**Description of the task:**
Under the "Contributions" heading of the extended neural network page, name every contribution listed.

**Provided passage:**
* * * *
Extended Neural Network for Imputing Sparse Student-Question Data

Welcome to the Extended Neural Network project! This repository demonstrates how we move beyond a simple autoencoder-based neural network for modeling student responses, by introducing cluster-based imputation of missing data using a question correlation matrix derived from subject metadata and TF-IDF similarity. Our improvements mitigate the effects of extremely sparse data and increase predictive accuracy for student performance.

Overview

Motivation
Our dataset is extremely sparse: roughly $94%$ of the student-question entries are missing. A naive assumption that all missing answers are incorrect ($0$) injects significant noise into the training matrix. Instead, we propose a better cluster-based imputation strategy informed by question similarities, leading to a more robust representation of student knowledge.

Contributions

Label Shifting: We shift all incorrect answers from $0$ to $-1$, preserving $0$ explicitly for missing entries only. This helps the model differentiate truly incorrect answers ($-1$) from simply missing data ($0$).
Question Correlation Matrix: We generate a matrix $C_Q$ that captures how similar or correlated two questions are, based on their subject metadata (via TF-IDF).
K-Means Clustering: For each question cluster, we estimate a student's missing responses using a simple majority-voting (mean-based) approach within that cluster.
Extended Autoencoder: Our base autoencoder is enhanced by plugging in these more meaningful imputed values and by incorporating an additional regularization term.

Key Techniques

Autoencoder
- A two-layer linear network ($g$ and $h$) with sigmoid activations.
- Learns a compressed ($k$-dimensional) representation of student responses and reconstructs the input vector.
Imputation via Question Similarity
- Subject correlation matrix $C_S$ built using TF-IDF on subject names.
- Question correlation matrix $C_Q = A C_S A^{T}$, where $ A $ is the question-subject assignment matrix.
- Normalizing $C_Q$ ensures question similarities lie between $0$ and $1$.
K-Means
- We cluster questions into $k_{\text{means}}$ groups based on $C_Q^{\text{normalized}}$.
- Missing responses for each student are filled using a mean-based decision from the questions in the same cluster.
Regularization
- We include a weight-decay penalty $\lambda$ on the autoencoder’s weights.
- Improves generalization and stabilizes training.

Methodology

Data Preprocessing

Load Sparse Matrix: We begin with a matrix $X \in \mathbb{R}^{N \times Q}$, where $N$ is the number of students and $Q$ is the number of questions. Originally, many entries are NaN.
* * * *
**Entries supplied:**

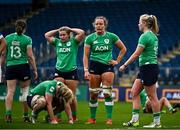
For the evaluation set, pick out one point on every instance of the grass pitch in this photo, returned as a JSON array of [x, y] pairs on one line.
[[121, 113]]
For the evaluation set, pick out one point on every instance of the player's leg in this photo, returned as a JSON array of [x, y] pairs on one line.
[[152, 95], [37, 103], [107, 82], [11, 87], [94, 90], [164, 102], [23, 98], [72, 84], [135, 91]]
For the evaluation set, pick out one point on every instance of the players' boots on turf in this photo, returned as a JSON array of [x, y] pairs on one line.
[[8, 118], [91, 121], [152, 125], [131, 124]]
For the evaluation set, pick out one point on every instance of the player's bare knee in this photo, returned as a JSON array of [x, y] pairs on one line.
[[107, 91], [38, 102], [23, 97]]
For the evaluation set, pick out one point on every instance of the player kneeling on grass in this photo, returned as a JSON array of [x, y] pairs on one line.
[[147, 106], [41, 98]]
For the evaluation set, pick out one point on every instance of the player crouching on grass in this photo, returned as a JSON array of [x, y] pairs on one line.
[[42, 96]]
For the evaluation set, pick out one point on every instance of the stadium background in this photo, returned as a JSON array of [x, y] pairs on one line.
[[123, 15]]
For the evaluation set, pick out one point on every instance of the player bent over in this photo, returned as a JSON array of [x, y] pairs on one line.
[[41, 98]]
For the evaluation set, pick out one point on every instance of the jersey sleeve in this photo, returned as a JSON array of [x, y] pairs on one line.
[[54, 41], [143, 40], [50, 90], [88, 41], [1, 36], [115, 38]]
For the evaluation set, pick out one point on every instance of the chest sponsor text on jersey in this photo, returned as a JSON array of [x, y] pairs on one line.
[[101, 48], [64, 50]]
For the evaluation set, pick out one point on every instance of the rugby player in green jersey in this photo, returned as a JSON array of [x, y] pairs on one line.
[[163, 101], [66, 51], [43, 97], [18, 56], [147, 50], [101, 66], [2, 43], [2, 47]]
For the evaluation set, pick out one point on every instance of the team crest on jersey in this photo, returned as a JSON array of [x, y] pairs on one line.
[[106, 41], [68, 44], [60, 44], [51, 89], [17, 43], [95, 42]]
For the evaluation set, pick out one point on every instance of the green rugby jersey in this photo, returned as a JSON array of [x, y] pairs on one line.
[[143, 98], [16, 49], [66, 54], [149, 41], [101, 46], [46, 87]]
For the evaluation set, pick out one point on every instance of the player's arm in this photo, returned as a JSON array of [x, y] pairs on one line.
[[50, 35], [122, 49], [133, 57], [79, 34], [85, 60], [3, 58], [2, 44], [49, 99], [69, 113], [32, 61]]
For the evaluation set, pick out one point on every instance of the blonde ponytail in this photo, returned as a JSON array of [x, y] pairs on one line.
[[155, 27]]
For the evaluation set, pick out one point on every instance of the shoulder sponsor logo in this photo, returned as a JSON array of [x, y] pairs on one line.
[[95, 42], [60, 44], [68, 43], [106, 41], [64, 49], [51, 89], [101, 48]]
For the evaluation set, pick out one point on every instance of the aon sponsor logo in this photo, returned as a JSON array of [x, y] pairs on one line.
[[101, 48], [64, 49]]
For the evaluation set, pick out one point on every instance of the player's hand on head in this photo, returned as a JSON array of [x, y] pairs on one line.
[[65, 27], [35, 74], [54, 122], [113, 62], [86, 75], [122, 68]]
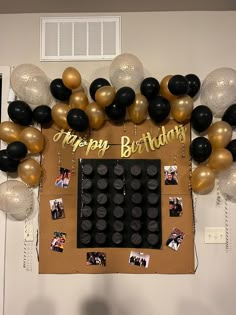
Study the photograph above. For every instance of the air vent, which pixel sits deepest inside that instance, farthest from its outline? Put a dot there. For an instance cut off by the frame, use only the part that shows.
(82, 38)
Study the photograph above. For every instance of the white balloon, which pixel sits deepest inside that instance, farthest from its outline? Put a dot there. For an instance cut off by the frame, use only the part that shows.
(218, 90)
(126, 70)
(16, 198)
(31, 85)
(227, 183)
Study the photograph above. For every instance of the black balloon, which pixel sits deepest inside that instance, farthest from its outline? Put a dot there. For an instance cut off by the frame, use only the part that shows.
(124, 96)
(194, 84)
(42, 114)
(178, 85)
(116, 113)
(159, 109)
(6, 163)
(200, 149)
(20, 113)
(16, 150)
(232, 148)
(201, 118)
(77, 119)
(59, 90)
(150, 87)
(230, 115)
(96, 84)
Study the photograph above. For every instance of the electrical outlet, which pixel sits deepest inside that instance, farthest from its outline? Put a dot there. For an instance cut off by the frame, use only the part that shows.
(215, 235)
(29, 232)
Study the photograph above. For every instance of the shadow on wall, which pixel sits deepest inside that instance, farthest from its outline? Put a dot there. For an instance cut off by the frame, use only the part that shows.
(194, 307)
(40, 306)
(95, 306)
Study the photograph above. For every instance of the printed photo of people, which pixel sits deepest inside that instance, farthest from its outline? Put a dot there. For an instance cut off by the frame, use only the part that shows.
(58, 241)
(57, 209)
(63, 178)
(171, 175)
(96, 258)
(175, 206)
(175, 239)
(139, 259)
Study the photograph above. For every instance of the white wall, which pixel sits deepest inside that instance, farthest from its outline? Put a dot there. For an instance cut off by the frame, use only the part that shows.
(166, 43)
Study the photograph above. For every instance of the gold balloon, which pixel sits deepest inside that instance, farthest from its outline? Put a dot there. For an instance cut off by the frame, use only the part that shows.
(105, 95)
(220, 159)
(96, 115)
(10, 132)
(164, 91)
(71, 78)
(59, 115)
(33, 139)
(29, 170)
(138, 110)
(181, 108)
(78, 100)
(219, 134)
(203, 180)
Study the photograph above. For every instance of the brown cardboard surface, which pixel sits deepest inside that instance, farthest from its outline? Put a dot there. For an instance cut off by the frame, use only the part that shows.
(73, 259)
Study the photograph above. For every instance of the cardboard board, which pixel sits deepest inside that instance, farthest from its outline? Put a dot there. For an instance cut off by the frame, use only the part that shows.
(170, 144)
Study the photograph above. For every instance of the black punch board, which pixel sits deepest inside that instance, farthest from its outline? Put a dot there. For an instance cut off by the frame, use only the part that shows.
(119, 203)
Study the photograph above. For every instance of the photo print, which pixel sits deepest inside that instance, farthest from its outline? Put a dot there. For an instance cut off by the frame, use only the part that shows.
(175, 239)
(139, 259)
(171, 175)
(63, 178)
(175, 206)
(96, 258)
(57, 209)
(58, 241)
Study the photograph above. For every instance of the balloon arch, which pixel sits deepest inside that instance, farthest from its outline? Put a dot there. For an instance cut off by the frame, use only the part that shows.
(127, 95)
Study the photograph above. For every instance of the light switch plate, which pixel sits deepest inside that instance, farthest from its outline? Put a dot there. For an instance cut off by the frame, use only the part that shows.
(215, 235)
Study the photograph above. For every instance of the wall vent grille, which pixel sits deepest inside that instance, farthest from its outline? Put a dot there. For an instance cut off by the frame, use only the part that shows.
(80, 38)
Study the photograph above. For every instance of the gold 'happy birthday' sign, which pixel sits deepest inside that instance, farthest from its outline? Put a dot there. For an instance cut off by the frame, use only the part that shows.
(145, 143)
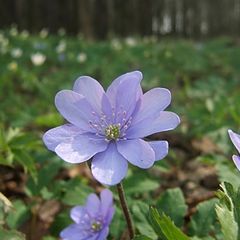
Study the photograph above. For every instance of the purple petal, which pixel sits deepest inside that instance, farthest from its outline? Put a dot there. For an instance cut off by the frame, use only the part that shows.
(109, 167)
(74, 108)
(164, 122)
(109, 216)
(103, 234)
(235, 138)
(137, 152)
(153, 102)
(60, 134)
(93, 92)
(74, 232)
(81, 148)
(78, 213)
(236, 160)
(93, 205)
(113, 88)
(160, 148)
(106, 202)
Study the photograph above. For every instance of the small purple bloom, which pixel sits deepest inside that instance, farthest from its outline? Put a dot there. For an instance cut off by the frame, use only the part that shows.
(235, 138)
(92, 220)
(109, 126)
* * * *
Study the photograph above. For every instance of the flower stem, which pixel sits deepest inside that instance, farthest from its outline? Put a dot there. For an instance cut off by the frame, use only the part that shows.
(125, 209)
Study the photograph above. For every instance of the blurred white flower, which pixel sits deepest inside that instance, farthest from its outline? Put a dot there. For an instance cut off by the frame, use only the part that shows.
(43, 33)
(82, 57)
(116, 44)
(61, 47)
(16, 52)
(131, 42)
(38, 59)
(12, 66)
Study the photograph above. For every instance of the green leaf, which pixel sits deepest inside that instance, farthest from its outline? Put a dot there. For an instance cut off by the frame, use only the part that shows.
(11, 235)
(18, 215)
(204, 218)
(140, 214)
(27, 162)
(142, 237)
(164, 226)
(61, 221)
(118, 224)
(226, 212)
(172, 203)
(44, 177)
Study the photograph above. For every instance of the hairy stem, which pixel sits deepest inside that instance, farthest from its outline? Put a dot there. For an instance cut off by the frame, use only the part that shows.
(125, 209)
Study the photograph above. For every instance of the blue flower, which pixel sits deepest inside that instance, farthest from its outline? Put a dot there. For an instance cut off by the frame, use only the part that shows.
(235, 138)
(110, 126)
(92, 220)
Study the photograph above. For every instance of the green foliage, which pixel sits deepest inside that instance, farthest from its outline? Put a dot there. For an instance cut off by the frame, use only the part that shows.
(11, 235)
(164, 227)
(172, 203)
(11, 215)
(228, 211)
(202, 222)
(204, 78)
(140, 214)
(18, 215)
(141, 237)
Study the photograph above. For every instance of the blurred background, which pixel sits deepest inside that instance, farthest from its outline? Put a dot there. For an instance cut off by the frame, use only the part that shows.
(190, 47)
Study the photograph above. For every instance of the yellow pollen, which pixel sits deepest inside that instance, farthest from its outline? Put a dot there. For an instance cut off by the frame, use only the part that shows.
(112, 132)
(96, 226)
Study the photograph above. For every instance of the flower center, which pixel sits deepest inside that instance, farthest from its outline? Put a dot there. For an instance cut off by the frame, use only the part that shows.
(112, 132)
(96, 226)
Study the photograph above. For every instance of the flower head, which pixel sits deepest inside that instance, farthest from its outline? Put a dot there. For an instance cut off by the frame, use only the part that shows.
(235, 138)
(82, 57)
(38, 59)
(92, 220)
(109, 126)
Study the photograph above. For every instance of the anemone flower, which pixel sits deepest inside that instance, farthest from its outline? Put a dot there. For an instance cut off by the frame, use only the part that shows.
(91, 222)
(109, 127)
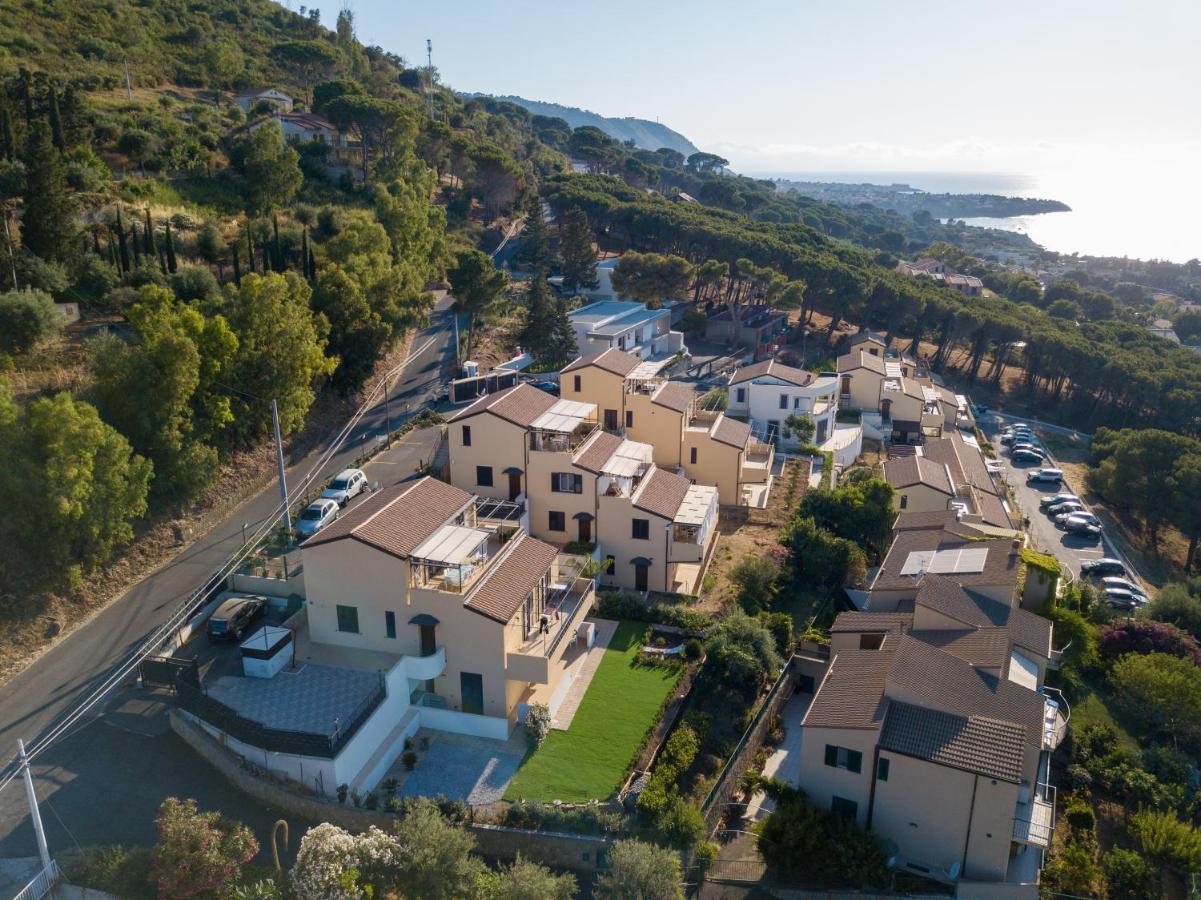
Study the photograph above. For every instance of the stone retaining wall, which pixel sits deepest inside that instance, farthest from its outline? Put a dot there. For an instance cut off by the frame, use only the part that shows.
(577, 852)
* * * *
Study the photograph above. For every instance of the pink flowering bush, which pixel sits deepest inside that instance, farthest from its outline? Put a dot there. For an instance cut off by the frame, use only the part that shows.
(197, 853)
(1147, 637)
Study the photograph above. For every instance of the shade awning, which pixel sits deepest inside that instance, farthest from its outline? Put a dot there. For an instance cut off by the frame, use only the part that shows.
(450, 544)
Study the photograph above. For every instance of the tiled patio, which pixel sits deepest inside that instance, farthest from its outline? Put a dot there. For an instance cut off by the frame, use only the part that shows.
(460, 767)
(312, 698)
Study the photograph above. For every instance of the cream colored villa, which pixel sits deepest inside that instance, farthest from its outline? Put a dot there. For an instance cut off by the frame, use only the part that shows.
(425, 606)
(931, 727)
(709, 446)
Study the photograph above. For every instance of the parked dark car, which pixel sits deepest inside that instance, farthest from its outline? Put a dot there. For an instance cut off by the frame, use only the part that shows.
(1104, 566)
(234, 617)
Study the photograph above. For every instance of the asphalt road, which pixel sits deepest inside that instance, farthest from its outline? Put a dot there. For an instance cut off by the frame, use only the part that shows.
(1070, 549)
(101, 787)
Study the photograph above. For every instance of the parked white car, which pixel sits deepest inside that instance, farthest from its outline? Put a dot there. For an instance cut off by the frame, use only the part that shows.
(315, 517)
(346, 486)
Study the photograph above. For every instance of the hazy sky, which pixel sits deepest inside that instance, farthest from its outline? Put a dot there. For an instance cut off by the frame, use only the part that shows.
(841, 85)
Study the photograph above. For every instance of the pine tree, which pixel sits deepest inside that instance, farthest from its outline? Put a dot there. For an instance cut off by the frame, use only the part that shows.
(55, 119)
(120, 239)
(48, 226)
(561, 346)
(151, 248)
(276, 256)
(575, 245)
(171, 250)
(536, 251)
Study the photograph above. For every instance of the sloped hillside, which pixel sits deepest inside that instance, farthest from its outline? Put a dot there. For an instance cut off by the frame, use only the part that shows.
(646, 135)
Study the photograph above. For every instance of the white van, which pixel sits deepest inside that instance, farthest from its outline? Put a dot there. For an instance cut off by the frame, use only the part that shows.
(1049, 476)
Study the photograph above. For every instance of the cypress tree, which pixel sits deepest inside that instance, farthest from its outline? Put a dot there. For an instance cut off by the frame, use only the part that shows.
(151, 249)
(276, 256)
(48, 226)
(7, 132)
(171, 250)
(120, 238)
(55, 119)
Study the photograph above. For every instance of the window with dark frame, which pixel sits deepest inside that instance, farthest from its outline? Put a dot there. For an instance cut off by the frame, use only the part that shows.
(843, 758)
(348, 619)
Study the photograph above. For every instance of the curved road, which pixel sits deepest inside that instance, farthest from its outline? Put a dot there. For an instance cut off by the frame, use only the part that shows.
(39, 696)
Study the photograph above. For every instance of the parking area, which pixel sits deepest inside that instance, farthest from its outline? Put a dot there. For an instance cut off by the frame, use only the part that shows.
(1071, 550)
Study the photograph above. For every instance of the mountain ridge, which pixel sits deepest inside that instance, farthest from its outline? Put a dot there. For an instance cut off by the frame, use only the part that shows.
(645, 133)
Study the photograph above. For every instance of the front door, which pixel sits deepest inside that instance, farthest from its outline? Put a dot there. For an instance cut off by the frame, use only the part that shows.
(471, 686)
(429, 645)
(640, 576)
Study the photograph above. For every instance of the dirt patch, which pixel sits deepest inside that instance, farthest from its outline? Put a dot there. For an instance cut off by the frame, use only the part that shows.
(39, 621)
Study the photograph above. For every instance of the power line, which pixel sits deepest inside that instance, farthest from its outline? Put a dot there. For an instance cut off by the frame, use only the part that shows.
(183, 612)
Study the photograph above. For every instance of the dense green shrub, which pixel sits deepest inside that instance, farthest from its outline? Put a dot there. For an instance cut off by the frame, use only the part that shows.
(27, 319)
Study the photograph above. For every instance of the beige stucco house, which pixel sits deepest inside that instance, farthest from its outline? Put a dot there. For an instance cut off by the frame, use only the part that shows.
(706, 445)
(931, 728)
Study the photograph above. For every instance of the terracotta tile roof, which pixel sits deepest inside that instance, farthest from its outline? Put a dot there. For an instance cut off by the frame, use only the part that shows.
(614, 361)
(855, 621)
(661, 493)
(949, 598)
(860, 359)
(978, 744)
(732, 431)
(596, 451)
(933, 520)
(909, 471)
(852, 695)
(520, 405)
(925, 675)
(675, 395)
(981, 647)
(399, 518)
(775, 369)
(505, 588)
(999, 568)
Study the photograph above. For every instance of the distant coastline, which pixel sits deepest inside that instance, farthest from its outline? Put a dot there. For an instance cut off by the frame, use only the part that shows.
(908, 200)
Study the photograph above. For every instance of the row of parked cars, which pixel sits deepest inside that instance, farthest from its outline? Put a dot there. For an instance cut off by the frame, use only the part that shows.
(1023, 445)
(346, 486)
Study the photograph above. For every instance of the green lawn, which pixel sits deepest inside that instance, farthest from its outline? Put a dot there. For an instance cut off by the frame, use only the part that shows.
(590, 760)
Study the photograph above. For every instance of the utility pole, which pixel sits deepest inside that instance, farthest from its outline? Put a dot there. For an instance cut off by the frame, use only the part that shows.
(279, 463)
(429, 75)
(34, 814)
* * * *
**Solution to the problem:**
- Label Shifting
- Question Correlation Matrix
- K-Means Clustering
- Extended Autoencoder